Check each line of the data for the string "traced". Report how many have it, and give nothing else.

## Stored records

------

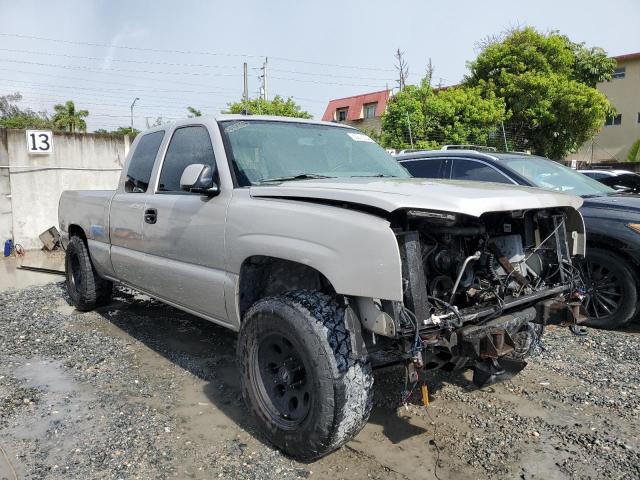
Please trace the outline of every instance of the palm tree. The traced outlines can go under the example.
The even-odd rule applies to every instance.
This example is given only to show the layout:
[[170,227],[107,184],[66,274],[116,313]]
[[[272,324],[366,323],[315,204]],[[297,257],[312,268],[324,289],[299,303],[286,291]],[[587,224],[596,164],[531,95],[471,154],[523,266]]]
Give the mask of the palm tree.
[[56,112],[53,116],[53,124],[56,127],[71,133],[87,131],[87,122],[84,121],[84,117],[89,116],[88,110],[76,110],[71,100],[67,100],[64,105],[54,105],[53,109]]
[[202,112],[194,107],[187,107],[187,112],[189,112],[189,115],[188,115],[189,118],[202,116]]

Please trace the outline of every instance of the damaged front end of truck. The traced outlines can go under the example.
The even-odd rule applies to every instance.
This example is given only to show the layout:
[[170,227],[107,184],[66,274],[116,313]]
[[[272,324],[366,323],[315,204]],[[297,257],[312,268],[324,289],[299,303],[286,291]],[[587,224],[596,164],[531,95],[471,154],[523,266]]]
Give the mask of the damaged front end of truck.
[[581,215],[572,207],[393,213],[403,301],[358,298],[354,311],[374,367],[406,363],[409,381],[430,369],[473,369],[473,381],[522,368],[547,325],[586,319],[576,256]]

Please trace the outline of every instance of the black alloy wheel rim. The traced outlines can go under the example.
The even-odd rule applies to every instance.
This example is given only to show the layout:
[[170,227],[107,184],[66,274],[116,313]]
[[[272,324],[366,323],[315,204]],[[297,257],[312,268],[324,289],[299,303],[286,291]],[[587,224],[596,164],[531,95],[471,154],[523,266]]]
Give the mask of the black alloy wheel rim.
[[71,288],[78,291],[82,285],[82,269],[80,268],[80,258],[75,252],[71,252],[69,255],[69,267],[69,283]]
[[622,301],[622,286],[618,276],[605,265],[590,260],[581,270],[587,290],[584,308],[589,318],[615,315]]
[[270,333],[259,341],[257,365],[254,363],[258,400],[282,429],[295,428],[309,414],[312,385],[307,371],[283,334]]

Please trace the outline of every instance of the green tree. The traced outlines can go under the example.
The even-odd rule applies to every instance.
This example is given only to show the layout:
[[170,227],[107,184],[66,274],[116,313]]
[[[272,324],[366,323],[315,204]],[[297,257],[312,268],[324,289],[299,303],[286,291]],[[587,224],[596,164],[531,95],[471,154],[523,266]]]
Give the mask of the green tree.
[[84,118],[89,116],[89,111],[76,110],[72,100],[54,105],[53,110],[56,112],[53,116],[53,124],[57,128],[71,133],[87,131],[87,122]]
[[247,101],[229,103],[226,113],[243,113],[244,111],[253,115],[311,118],[311,114],[302,110],[302,107],[291,97],[285,100],[280,95],[276,95],[272,100],[252,98]]
[[202,116],[202,112],[197,108],[187,107],[187,111],[189,112],[189,115],[187,115],[189,118]]
[[131,127],[118,127],[115,130],[99,128],[98,130],[94,130],[93,133],[100,133],[103,135],[129,135],[131,138],[135,138],[136,135],[140,133],[140,130],[137,128],[132,129]]
[[640,138],[633,142],[629,153],[627,154],[627,160],[630,162],[640,162]]
[[18,92],[0,96],[0,126],[6,128],[50,129],[53,124],[46,112],[21,109],[17,104],[22,100]]
[[[434,91],[425,78],[392,97],[382,117],[382,144],[429,149],[443,144],[486,144],[506,118],[504,101],[477,87]],[[410,127],[410,128],[409,128]]]
[[528,149],[560,159],[602,127],[613,109],[594,87],[615,62],[557,32],[516,29],[485,44],[465,84],[504,100],[509,129]]

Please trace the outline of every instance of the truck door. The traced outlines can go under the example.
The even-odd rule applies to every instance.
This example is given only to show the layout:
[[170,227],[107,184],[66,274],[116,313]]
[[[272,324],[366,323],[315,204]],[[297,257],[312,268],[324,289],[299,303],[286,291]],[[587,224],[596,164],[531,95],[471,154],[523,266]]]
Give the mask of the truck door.
[[204,125],[175,129],[147,197],[142,226],[145,286],[157,297],[227,323],[224,302],[224,228],[231,188],[209,197],[180,190],[191,164],[210,165],[217,180],[211,136]]
[[111,263],[116,276],[124,282],[146,290],[144,285],[144,254],[142,224],[144,207],[149,196],[151,172],[164,130],[142,135],[125,166],[122,184],[111,201],[109,234]]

------

## Response to this exercise
5